Records for this exercise>
** start **

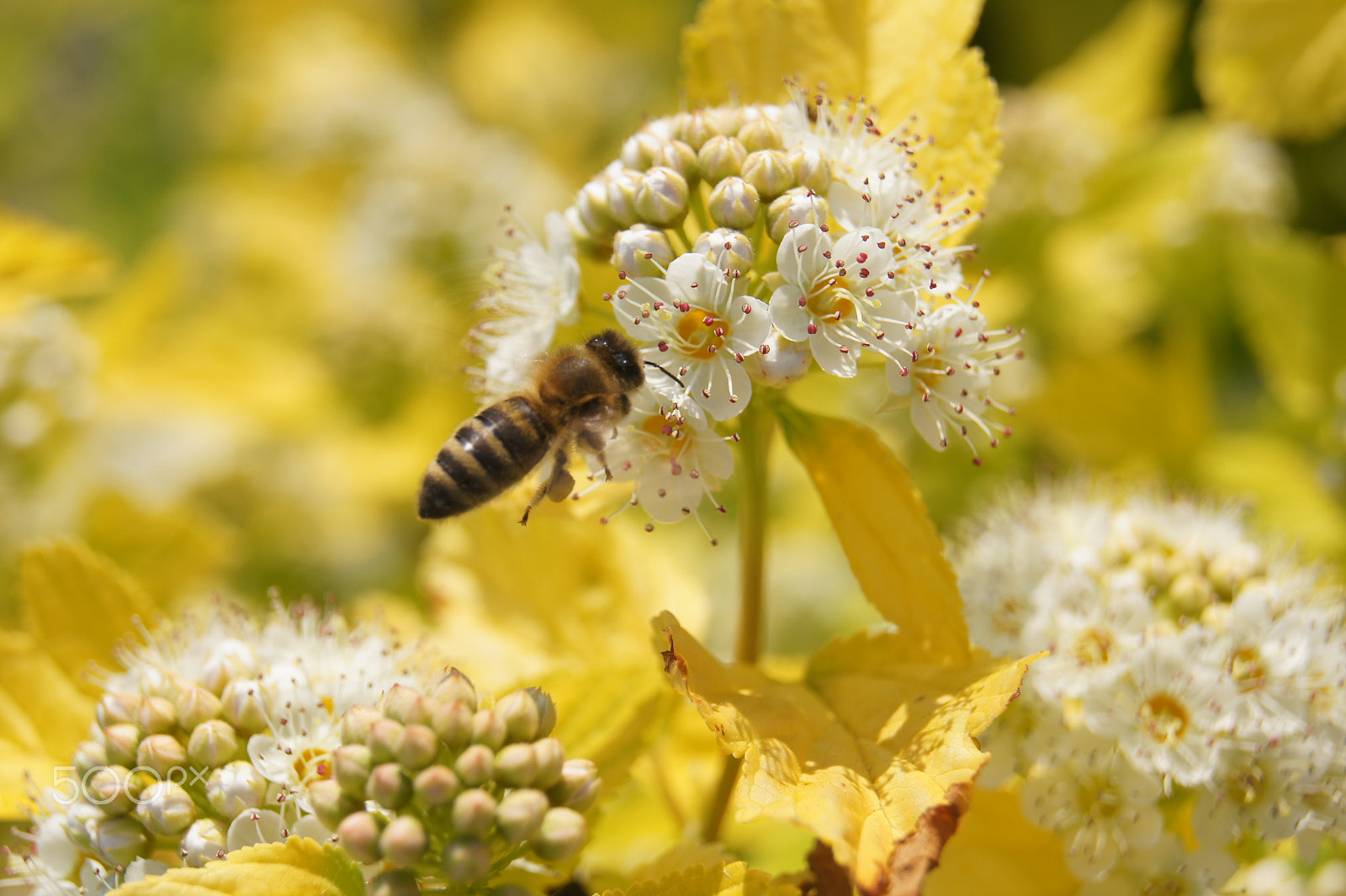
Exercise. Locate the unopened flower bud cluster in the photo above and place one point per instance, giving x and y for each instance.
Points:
(210, 740)
(747, 245)
(1195, 691)
(437, 787)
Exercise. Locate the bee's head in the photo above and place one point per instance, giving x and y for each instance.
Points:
(621, 357)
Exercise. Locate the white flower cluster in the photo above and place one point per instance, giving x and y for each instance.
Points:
(46, 375)
(749, 242)
(1195, 674)
(209, 741)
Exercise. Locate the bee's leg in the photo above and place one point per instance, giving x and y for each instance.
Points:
(556, 486)
(594, 444)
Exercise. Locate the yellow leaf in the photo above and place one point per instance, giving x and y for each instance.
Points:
(1282, 482)
(1292, 280)
(726, 61)
(170, 552)
(1119, 76)
(37, 258)
(1280, 66)
(878, 734)
(998, 851)
(908, 56)
(722, 879)
(511, 603)
(1126, 408)
(42, 707)
(299, 867)
(78, 603)
(609, 714)
(883, 527)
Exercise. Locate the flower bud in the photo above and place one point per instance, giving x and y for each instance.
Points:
(389, 786)
(89, 755)
(562, 835)
(729, 249)
(699, 127)
(107, 788)
(760, 134)
(162, 754)
(166, 809)
(661, 197)
(520, 814)
(621, 184)
(356, 724)
(591, 208)
(156, 716)
(114, 709)
(395, 883)
(641, 251)
(384, 738)
(454, 685)
(417, 747)
(812, 170)
(769, 171)
(241, 707)
(516, 766)
(551, 756)
(352, 765)
(358, 835)
(639, 150)
(720, 157)
(474, 813)
(405, 705)
(205, 841)
(235, 788)
(680, 157)
(331, 803)
(231, 660)
(489, 729)
(734, 204)
(120, 741)
(1189, 594)
(520, 713)
(576, 775)
(197, 705)
(213, 743)
(784, 363)
(123, 840)
(545, 712)
(138, 781)
(437, 786)
(453, 723)
(794, 208)
(404, 841)
(466, 860)
(475, 765)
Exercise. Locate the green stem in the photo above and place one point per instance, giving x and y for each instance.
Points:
(755, 432)
(755, 435)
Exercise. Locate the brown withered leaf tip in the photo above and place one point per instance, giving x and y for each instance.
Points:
(829, 879)
(672, 660)
(914, 856)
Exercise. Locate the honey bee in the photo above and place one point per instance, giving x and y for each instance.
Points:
(578, 393)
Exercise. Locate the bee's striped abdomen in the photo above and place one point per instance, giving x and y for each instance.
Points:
(489, 453)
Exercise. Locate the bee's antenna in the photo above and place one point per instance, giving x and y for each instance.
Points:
(650, 363)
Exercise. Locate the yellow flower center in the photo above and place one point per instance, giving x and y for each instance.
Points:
(1163, 718)
(702, 334)
(832, 299)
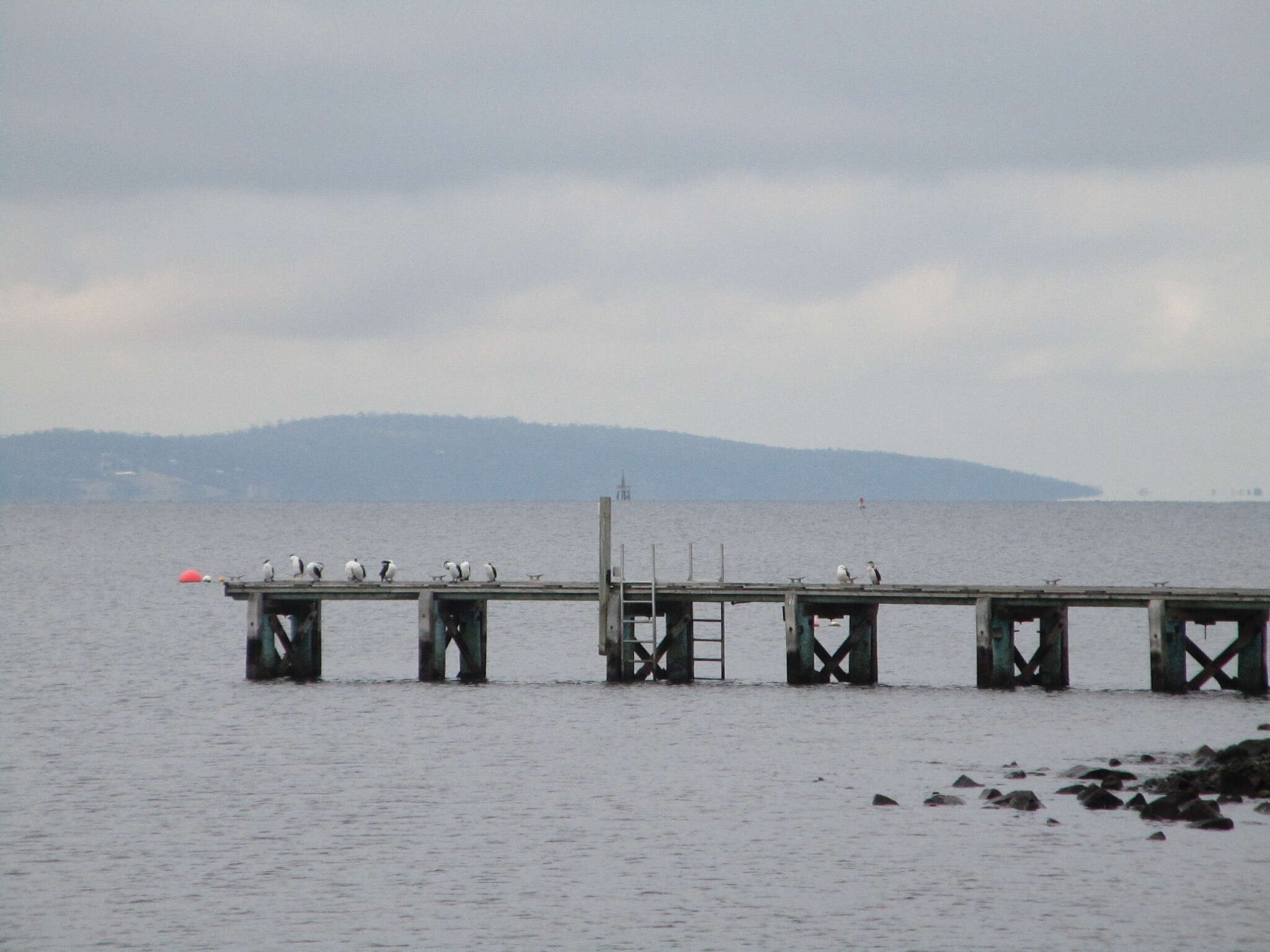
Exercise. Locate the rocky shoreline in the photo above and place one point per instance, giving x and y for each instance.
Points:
(1193, 795)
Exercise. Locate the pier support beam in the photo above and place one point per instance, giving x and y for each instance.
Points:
(799, 641)
(638, 658)
(463, 621)
(300, 656)
(677, 644)
(1168, 635)
(998, 664)
(1166, 622)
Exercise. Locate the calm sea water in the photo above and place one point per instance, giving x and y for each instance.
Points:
(155, 800)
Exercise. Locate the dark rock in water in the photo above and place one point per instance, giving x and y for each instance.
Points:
(1240, 770)
(1166, 808)
(1101, 774)
(1019, 800)
(1201, 810)
(1099, 799)
(1215, 823)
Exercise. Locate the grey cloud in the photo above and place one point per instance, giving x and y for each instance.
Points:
(125, 95)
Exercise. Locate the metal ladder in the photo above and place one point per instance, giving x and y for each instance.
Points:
(652, 643)
(721, 621)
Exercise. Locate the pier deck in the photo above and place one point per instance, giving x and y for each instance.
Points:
(456, 612)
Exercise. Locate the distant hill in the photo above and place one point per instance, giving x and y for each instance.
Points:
(409, 457)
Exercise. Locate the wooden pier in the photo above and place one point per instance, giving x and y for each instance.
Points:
(458, 612)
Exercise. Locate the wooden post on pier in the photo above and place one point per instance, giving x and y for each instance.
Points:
(1000, 664)
(799, 641)
(677, 643)
(1168, 635)
(433, 639)
(262, 653)
(1251, 673)
(863, 640)
(995, 646)
(470, 632)
(606, 574)
(445, 620)
(305, 655)
(266, 632)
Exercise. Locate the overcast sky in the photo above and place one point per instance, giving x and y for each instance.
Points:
(1034, 235)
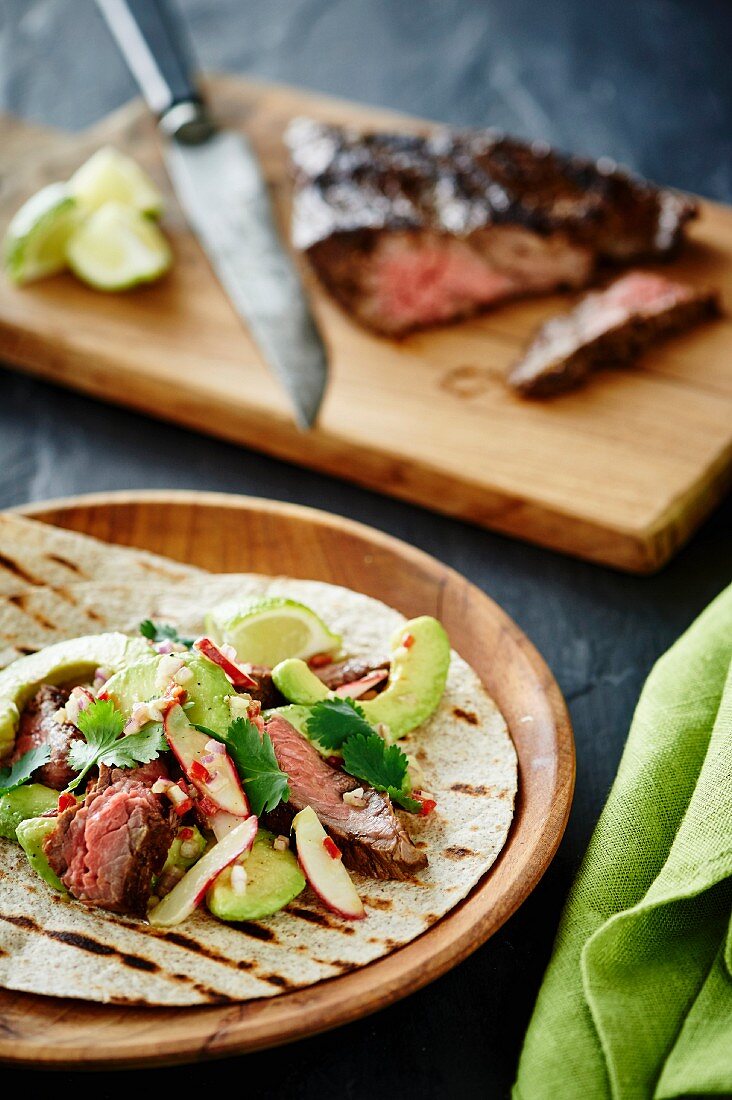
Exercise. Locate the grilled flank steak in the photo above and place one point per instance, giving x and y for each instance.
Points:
(608, 327)
(371, 837)
(407, 231)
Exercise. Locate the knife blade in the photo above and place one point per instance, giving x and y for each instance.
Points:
(221, 189)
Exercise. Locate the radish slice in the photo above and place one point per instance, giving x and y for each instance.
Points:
(186, 894)
(324, 870)
(222, 824)
(358, 688)
(237, 675)
(219, 781)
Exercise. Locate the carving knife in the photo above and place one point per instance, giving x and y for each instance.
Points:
(221, 189)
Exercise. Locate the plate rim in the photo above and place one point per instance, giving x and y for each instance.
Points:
(251, 1025)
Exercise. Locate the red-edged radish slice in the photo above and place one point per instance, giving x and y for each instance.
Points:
(237, 675)
(358, 688)
(218, 780)
(222, 824)
(324, 869)
(188, 892)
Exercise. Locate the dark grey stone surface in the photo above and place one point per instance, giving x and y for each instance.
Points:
(648, 83)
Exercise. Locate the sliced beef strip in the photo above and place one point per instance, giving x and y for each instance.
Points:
(107, 849)
(410, 230)
(39, 726)
(339, 673)
(372, 838)
(608, 327)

** end **

What is asked> Express all of the entries above as a Markdown table with the columns "Number" and "Line," putting one line per row in sequence and skipping blank lines. Leave the pictures out of the table.

Written response>
| Number | Line |
|---|---|
| 1 | Exercise. Locate the unopened flower bud cluster in the photo above and place one point per instance, giving x and y for each instance. |
| 2 | Points: |
| 3 | (210, 740) |
| 4 | (747, 245) |
| 5 | (1195, 691) |
| 6 | (437, 787) |
| 7 | Exercise. Locate the bee's head in the photo above and place one point per instance, giving x and y for each instance. |
| 8 | Points: |
| 9 | (621, 357) |
| 10 | Exercise. Locate the white flower cluster in the photo above and place one point per instance, giving x and y for each instance. |
| 11 | Points: |
| 12 | (46, 375) |
| 13 | (749, 242) |
| 14 | (1195, 674) |
| 15 | (209, 741) |
| 16 | Exercise. Locate the bee's leg in the photo above and place one point per instance, giving x and y for each instance. |
| 17 | Points: |
| 18 | (556, 486) |
| 19 | (594, 444) |
| 20 | Exercise. Locate the yellow leaf in the photo above and place one point per instance, giving x and y for each instance. |
| 21 | Points: |
| 22 | (1282, 482) |
| 23 | (1292, 280) |
| 24 | (726, 61) |
| 25 | (170, 552) |
| 26 | (1119, 76) |
| 27 | (37, 258) |
| 28 | (1280, 66) |
| 29 | (878, 734) |
| 30 | (998, 851) |
| 31 | (908, 56) |
| 32 | (722, 879) |
| 33 | (511, 603) |
| 34 | (1126, 408) |
| 35 | (42, 707) |
| 36 | (299, 867) |
| 37 | (78, 603) |
| 38 | (609, 714) |
| 39 | (883, 527) |
| 40 | Exercise. Locate the flower bud in the photo above and place one point per instance, giving x and y for each instance. |
| 41 | Points: |
| 42 | (389, 786) |
| 43 | (89, 755) |
| 44 | (562, 835) |
| 45 | (729, 249) |
| 46 | (699, 127) |
| 47 | (107, 788) |
| 48 | (760, 134) |
| 49 | (162, 754) |
| 50 | (166, 809) |
| 51 | (661, 197) |
| 52 | (520, 814) |
| 53 | (621, 184) |
| 54 | (356, 724) |
| 55 | (591, 208) |
| 56 | (156, 716) |
| 57 | (114, 709) |
| 58 | (395, 883) |
| 59 | (641, 251) |
| 60 | (384, 738) |
| 61 | (454, 685) |
| 62 | (417, 747) |
| 63 | (812, 170) |
| 64 | (769, 171) |
| 65 | (241, 707) |
| 66 | (516, 766) |
| 67 | (551, 756) |
| 68 | (352, 765) |
| 69 | (358, 835) |
| 70 | (639, 150) |
| 71 | (720, 157) |
| 72 | (474, 813) |
| 73 | (405, 705) |
| 74 | (205, 841) |
| 75 | (235, 788) |
| 76 | (680, 157) |
| 77 | (331, 803) |
| 78 | (231, 660) |
| 79 | (489, 729) |
| 80 | (734, 204) |
| 81 | (120, 741) |
| 82 | (1189, 594) |
| 83 | (520, 713) |
| 84 | (576, 775) |
| 85 | (197, 705) |
| 86 | (213, 743) |
| 87 | (784, 363) |
| 88 | (123, 840) |
| 89 | (545, 712) |
| 90 | (138, 781) |
| 91 | (437, 786) |
| 92 | (453, 723) |
| 93 | (794, 208) |
| 94 | (404, 841) |
| 95 | (466, 860) |
| 96 | (475, 765) |
| 97 | Exercise. Locate the green stem in the photo above and place one point per instance, giving x and y for each instance. |
| 98 | Points: |
| 99 | (755, 432) |
| 100 | (755, 435) |
| 101 | Exercise. Locate the brown withered leaf tip in the photo above and place one point per instance, giving x and y for each instance. |
| 102 | Points: |
| 103 | (829, 879) |
| 104 | (672, 660) |
| 105 | (914, 856) |
| 106 | Exercise. Locate the honey bee in the photo above and place one point per instance, giving x and y for each instance. |
| 107 | Points: |
| 108 | (578, 393) |
| 109 | Exercise. Locate the bee's striped abdomen in the photo above and place one point per instance, giving x and y for each instance. |
| 110 | Points: |
| 111 | (489, 453) |
| 112 | Exercise. Locate the bee's antenna in the photo above and place one point per instance, giving x and y for each instance. |
| 113 | Points: |
| 114 | (650, 363) |
| 115 | Exercise. Locate the yellow flower center in the photo above and place one point per instance, giving x and y for each instance. |
| 116 | Points: |
| 117 | (1163, 718) |
| 118 | (702, 334) |
| 119 | (832, 299) |
| 120 | Exercise. Locate the rocky shoreline in the photo above and place one point per instance, giving x and y for each instance. |
| 121 | Points: |
| 122 | (1193, 795) |
| 123 | Exercise. Locate the pier support beam in the photo above and place one point per instance, giving x and y for each instance. |
| 124 | Points: |
| 125 | (799, 641) |
| 126 | (638, 658) |
| 127 | (463, 621) |
| 128 | (300, 656) |
| 129 | (677, 644) |
| 130 | (1168, 635) |
| 131 | (998, 664) |
| 132 | (1166, 622) |
| 133 | Exercise. Locate the calm sea water in the photo above and place one point per instance, giving x and y for each instance. |
| 134 | Points: |
| 135 | (155, 800) |
| 136 | Exercise. Locate the dark rock in water in the photo above and place one point per instance, giving x and y for each instance. |
| 137 | Points: |
| 138 | (1240, 770) |
| 139 | (1166, 808) |
| 140 | (1101, 774) |
| 141 | (1019, 800) |
| 142 | (1201, 810) |
| 143 | (1099, 799) |
| 144 | (1215, 823) |
| 145 | Exercise. Locate the grey cloud in the photo above and place one point per instance, giving x and y for each instance. |
| 146 | Points: |
| 147 | (125, 95) |
| 148 | Exercise. Locate the metal ladder in the photo above and place one point per instance, giving x and y for each instance. |
| 149 | Points: |
| 150 | (652, 643) |
| 151 | (721, 621) |
| 152 | Exercise. Locate the pier deck in the photo above and place one point per instance, giving x and y for each instance. |
| 153 | Points: |
| 154 | (456, 612) |
| 155 | Exercise. Locate the distant hill in the photo above and place one point per instance, giving x and y for each instance. |
| 156 | Points: |
| 157 | (409, 457) |
| 158 | Exercise. Locate the wooden pier in the photo above and place one point per instance, giving x and y for each instance. |
| 159 | Points: |
| 160 | (458, 612) |
| 161 | Exercise. Locate the wooden post on pier in the photo above and place one point per instance, giving x and y for each instance. |
| 162 | Points: |
| 163 | (1000, 664) |
| 164 | (799, 641) |
| 165 | (677, 643) |
| 166 | (1168, 635) |
| 167 | (433, 639) |
| 168 | (262, 653) |
| 169 | (1251, 673) |
| 170 | (863, 640) |
| 171 | (995, 646) |
| 172 | (470, 632) |
| 173 | (606, 574) |
| 174 | (445, 620) |
| 175 | (305, 655) |
| 176 | (266, 632) |
| 177 | Exercise. Locate the overcast sky in the photo above and place one point per instance, giving x and y for each instance. |
| 178 | Points: |
| 179 | (1034, 235) |
| 180 | Exercise. Locate the grilled flank steak in the photo above and place one point per instance, giving x and y for each instance. |
| 181 | Points: |
| 182 | (608, 327) |
| 183 | (371, 837) |
| 184 | (407, 231) |
| 185 | Exercise. Locate the knife blade in the photo above and place one point per instance, giving x and y for each instance. |
| 186 | Points: |
| 187 | (221, 189) |
| 188 | Exercise. Locate the radish slice in the photo above and place one point per instance, giving x and y for each instance. |
| 189 | Points: |
| 190 | (186, 894) |
| 191 | (324, 870) |
| 192 | (222, 824) |
| 193 | (358, 688) |
| 194 | (237, 675) |
| 195 | (219, 781) |
| 196 | Exercise. Locate the carving knife in the photo above and place one point per instance, giving x and y for each instance. |
| 197 | Points: |
| 198 | (221, 189) |
| 199 | Exercise. Locate the plate rim in the photo above and place one point per instance, giving x and y for each instance. |
| 200 | Points: |
| 201 | (251, 1025) |
| 202 | Exercise. Locate the red-edged radish slice in the photo above and place one point per instance, giving x and y for each instance. |
| 203 | Points: |
| 204 | (237, 675) |
| 205 | (358, 688) |
| 206 | (218, 780) |
| 207 | (222, 824) |
| 208 | (324, 869) |
| 209 | (188, 892) |
| 210 | Exercise. Locate the dark grey stone surface in the photo above and place one point per instance, giving x and y for each instance. |
| 211 | Points: |
| 212 | (648, 83) |
| 213 | Exercise. Locate the sliced beef strip in the photo above and place one point per instance, giving x and y for each instance. |
| 214 | Points: |
| 215 | (107, 849) |
| 216 | (410, 230) |
| 217 | (39, 726) |
| 218 | (339, 673) |
| 219 | (372, 838) |
| 220 | (608, 327) |